++++ Provided text
When it comes to self-care, we're devoted to our skin-care regimens, our fitness routines, and our dietary preferences...but in the midst of our busy schedules, we often spend far less time ensuring that we get enough sleep. That's why we partnered with Bed Bath & Beyond to cull together expert advice on how we can all get a better night's sleep.
Having trouble sleeping? You’re not alone. In 2014, about 35% of adults in the United States received less than seven hours of sleep per 24-hour period (needless to say, not enough).
While this could be a symptom of an untreated medical condition like sleep apnea, insomnia, or narcolepsy (having trouble sleeping is a plenty-good reason to make an appointment with a doctor), your habitual sleeplessness may have a simpler solution than you thought. In fact, plenty of doctors believe that the cure can be as obvious as taking time to reset and prepare for sleep before jumping into bed. “If your complaint is, ‘my car just can’t take the exit on the road fast enough,’ the first question is, ‘how much room did you give yourself to slow down? When did you start tapping the brakes?’” says Michael Grandner, PhD, director of the Sleep and Health Research Program at the University of Arizona. “Did you do it two seconds before your exit, in which case you miss your exit, or did you give yourself enough time to slow down?” The analogy is intended to convey the fact that most of us don’t give ourselves enough time to slow down at night. We charge through our days, directly jump into bed, while our organs are still pacing at overdrive. “You’d have to be really sleep deprived to not need a ritual,” says Joshua Tal, PhD, a clinical psychologist who specializes in sleep.
++++++++
▶ **To do**:
1 > In the passage on sleep, what share of U.S. adults got less than seven hours of sleep per 24-hour period in 2014?
2 > Duplicate everything in the passage on sleep from "When it comes" down to "better night's sleep.".
The data after the passage on sleep plays no part in this.
++++ Data provided
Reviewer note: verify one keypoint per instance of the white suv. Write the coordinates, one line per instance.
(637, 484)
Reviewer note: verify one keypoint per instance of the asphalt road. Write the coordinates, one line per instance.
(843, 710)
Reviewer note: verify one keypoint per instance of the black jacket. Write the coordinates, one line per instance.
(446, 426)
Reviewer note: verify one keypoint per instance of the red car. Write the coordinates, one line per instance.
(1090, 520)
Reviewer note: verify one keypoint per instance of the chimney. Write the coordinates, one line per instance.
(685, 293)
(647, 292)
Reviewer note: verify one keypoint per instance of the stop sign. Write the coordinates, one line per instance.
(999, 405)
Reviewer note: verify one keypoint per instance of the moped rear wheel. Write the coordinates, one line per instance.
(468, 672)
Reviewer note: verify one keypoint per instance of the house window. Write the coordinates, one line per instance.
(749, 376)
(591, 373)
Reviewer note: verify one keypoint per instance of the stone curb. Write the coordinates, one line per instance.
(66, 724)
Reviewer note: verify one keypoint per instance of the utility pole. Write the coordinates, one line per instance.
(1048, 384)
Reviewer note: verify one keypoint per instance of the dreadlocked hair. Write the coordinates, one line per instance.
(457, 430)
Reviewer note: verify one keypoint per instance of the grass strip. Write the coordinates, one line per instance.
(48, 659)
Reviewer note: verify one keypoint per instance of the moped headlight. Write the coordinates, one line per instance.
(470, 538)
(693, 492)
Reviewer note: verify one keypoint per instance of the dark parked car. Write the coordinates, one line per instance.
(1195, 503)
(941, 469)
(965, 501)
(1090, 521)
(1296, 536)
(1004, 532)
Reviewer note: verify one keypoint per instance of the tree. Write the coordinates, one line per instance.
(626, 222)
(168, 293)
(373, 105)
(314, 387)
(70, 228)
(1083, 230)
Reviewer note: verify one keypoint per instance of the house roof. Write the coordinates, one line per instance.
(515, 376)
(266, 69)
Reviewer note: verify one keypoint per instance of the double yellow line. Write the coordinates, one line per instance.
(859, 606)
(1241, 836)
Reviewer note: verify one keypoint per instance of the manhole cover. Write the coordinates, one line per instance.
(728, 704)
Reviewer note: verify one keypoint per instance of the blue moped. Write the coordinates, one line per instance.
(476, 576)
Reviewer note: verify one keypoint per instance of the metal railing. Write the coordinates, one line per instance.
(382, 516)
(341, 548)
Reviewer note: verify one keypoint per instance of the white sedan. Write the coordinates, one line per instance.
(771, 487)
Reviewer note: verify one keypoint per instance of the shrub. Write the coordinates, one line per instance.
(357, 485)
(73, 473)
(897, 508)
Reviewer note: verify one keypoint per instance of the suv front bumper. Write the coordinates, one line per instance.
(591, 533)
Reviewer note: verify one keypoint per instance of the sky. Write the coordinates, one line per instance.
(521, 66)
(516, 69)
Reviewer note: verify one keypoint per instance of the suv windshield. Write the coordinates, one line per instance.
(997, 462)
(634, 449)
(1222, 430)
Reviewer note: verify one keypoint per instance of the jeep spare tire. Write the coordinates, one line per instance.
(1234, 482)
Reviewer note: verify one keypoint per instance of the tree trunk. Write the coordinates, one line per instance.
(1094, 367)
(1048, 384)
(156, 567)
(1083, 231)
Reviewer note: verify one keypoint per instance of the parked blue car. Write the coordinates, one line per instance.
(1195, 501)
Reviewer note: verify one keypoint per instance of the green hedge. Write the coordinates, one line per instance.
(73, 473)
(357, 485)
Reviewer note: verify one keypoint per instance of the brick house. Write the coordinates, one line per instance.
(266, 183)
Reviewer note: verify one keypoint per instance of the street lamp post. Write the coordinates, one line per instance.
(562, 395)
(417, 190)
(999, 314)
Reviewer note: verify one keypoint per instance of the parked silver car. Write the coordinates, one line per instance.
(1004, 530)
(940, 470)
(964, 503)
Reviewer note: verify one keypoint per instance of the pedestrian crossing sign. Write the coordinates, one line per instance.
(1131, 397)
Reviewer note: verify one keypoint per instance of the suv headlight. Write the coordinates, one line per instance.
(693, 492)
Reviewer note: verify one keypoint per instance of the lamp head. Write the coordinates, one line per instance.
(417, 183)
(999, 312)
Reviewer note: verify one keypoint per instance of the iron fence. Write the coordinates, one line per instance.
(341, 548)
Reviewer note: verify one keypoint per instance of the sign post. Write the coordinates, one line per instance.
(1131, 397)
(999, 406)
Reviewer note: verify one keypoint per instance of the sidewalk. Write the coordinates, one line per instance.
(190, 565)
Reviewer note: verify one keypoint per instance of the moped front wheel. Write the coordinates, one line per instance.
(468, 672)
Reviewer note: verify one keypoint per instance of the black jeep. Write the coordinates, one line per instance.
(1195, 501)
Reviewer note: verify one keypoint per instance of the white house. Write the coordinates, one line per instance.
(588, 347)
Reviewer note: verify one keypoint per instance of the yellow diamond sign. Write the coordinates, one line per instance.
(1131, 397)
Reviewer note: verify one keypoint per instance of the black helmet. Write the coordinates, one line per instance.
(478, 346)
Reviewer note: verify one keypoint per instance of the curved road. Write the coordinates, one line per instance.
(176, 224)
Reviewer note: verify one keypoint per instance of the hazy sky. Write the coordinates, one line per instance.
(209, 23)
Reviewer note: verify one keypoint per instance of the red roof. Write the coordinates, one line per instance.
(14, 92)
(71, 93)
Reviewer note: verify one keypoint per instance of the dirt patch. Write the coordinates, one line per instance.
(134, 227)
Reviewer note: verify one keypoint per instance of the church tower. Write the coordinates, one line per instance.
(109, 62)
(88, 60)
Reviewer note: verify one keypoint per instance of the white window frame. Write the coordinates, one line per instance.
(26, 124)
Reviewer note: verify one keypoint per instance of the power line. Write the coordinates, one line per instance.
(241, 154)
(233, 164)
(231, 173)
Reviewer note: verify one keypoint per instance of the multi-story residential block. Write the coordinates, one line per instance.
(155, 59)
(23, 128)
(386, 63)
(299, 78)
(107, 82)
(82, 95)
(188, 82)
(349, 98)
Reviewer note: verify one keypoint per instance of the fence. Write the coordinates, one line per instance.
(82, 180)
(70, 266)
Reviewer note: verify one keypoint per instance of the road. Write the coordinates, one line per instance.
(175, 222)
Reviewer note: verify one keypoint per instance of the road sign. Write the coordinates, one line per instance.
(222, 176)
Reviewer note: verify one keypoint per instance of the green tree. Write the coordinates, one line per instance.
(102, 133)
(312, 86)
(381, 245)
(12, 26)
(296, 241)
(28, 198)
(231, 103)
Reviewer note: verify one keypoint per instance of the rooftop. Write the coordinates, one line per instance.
++++++++
▶ **Task responses**:
1 > About 35%

2 >
When it comes to self-care, we're devoted to our skin-care regimens, our fitness routines, and our dietary preferences...but in the midst of our busy schedules, we often spend far less time ensuring that we get enough sleep. That's why we partnered with Bed Bath & Beyond to cull together expert advice on how we can all get a better night's sleep.